» **Consegna**:
Per favore, ricopia dal testo su «Una vita difficile» il passo compreso tra "Abbandonato da Elena, nel" e "nuovamente la situazione.", estremi inclusi.
#### Estratto della pagina
Abbandonato da Elena, nel frattempo diventata sua moglie e madre di un bambino, torna a incontrarla durante il funerale della suocera, mostrandosi diverso da come la donna lo conosceva. Ha infatti abbassato la testa, assumendo l’incarico di tuttofare presso un editore di primo piano, risolvendo in questo modo i suoi atavici problemi economici.
Inutile dire che la sua forma mentis tornerà alla carica, complicando nuovamente la situazione.
Una vita difficile è tra le imprescindibili punte di diamante della commedia all’italiana, diretta da un Dino Risi (Il sorpasso, Profumo di donna) in stato di grazia e sceneggiata da Rodolfo Sonego (Il vedovo, Il vigile), che vi immette alcune delle sue esperienze personali (come partigiano e per le difficoltà economiche che dovette fronteggiare nel primo dopoguerra), sfruttando inoltre il suo spiccato e rodato feeling con l’attore protagonista, Alberto Sordi (Il seduttore, Mio figlio Nerone).
########
#### Record estratti
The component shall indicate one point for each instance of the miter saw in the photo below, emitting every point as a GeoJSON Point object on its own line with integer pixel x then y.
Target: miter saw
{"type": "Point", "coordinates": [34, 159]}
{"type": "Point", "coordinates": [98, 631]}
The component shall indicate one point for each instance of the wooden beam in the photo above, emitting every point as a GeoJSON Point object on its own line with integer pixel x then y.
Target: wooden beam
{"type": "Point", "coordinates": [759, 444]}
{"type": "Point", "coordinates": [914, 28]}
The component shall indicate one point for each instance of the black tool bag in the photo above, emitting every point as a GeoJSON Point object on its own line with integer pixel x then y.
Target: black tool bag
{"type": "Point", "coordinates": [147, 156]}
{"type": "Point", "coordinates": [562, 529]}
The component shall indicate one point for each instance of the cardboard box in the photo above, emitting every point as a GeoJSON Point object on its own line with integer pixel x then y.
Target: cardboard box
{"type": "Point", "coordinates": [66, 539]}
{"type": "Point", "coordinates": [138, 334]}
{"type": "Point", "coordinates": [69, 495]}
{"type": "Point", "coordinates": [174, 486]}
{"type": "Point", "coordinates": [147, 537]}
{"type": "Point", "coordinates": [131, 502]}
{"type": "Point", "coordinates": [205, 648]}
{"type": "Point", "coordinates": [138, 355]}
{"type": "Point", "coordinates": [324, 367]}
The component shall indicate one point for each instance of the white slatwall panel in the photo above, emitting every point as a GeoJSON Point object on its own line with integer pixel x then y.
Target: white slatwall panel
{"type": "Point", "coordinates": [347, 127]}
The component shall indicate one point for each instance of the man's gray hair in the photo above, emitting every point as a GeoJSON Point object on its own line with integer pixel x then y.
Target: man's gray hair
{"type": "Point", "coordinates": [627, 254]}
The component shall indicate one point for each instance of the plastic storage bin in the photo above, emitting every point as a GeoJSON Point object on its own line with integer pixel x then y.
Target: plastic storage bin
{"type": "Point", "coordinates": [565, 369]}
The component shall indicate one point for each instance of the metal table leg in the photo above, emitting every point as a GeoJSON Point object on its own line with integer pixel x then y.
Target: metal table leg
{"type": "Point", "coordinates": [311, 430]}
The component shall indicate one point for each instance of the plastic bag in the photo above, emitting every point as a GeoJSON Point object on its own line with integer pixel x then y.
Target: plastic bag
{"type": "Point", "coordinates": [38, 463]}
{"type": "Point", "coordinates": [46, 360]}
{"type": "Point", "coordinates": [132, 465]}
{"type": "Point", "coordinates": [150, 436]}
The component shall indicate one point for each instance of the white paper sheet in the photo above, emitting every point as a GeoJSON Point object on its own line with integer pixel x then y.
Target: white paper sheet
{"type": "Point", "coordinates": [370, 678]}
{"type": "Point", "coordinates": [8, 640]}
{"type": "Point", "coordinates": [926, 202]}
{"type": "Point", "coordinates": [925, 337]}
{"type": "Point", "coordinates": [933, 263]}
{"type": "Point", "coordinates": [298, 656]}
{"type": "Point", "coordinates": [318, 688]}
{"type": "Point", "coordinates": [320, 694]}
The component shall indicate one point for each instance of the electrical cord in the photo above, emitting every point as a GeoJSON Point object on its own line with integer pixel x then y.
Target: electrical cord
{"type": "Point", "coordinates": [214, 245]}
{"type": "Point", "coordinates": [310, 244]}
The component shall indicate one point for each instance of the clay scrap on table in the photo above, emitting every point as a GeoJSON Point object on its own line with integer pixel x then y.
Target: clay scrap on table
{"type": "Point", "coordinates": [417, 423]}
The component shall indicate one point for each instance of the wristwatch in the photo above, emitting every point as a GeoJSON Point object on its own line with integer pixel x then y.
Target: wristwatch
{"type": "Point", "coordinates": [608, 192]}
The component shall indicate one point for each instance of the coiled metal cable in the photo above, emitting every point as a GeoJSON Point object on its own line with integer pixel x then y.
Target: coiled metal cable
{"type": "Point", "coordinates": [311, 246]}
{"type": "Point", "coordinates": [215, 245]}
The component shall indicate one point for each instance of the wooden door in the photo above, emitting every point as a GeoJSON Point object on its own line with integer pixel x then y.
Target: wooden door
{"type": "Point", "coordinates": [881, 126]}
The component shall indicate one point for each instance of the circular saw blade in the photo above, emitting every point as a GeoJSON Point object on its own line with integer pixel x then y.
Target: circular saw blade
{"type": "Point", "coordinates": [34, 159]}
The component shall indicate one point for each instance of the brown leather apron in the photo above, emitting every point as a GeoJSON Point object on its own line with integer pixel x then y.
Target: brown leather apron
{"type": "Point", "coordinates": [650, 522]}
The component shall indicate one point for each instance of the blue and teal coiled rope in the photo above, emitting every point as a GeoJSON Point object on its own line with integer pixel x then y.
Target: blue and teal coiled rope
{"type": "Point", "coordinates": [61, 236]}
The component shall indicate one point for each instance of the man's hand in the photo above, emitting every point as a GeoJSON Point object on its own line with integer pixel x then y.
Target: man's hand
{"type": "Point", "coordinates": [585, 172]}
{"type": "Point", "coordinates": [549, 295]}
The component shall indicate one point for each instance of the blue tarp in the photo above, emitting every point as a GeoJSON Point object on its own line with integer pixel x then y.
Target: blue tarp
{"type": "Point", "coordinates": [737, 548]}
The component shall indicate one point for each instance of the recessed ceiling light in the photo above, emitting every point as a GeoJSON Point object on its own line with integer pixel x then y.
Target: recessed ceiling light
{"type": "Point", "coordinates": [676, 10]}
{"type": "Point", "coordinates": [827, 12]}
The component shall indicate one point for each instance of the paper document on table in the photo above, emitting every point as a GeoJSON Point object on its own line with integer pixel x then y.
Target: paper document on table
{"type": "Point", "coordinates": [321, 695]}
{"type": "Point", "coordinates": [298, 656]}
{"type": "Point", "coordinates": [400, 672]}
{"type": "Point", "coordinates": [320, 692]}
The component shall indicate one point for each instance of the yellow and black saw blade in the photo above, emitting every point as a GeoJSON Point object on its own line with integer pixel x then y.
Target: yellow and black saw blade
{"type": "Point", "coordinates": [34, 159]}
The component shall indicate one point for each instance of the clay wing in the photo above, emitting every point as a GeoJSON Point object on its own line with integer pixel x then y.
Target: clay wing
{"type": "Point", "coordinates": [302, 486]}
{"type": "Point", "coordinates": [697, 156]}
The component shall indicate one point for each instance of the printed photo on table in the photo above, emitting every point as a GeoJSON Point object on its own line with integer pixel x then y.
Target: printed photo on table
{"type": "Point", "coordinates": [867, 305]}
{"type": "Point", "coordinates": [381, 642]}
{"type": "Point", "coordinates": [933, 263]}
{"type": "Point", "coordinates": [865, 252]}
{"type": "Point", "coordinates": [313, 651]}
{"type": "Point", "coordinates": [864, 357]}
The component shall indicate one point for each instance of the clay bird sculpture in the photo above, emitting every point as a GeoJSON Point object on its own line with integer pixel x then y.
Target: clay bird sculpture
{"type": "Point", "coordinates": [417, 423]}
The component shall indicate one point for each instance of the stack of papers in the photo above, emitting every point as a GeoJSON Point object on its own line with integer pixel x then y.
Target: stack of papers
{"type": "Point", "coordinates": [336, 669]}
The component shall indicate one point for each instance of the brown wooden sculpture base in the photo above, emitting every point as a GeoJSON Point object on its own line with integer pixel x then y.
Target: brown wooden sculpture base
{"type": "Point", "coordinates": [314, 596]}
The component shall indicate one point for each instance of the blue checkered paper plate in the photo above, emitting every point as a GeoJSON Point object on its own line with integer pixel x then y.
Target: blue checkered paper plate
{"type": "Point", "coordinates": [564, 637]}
########
» **Soluzione**:
Abbandonato da Elena, nel frattempo diventata sua moglie e madre di un bambino, torna a incontrarla durante il funerale della suocera, mostrandosi diverso da come la donna lo conosceva. Ha infatti abbassato la testa, assumendo l’incarico di tuttofare presso un editore di primo piano, risolvendo in questo modo i suoi atavici problemi economici.
Inutile dire che la sua forma mentis tornerà alla carica, complicando nuovamente la situazione.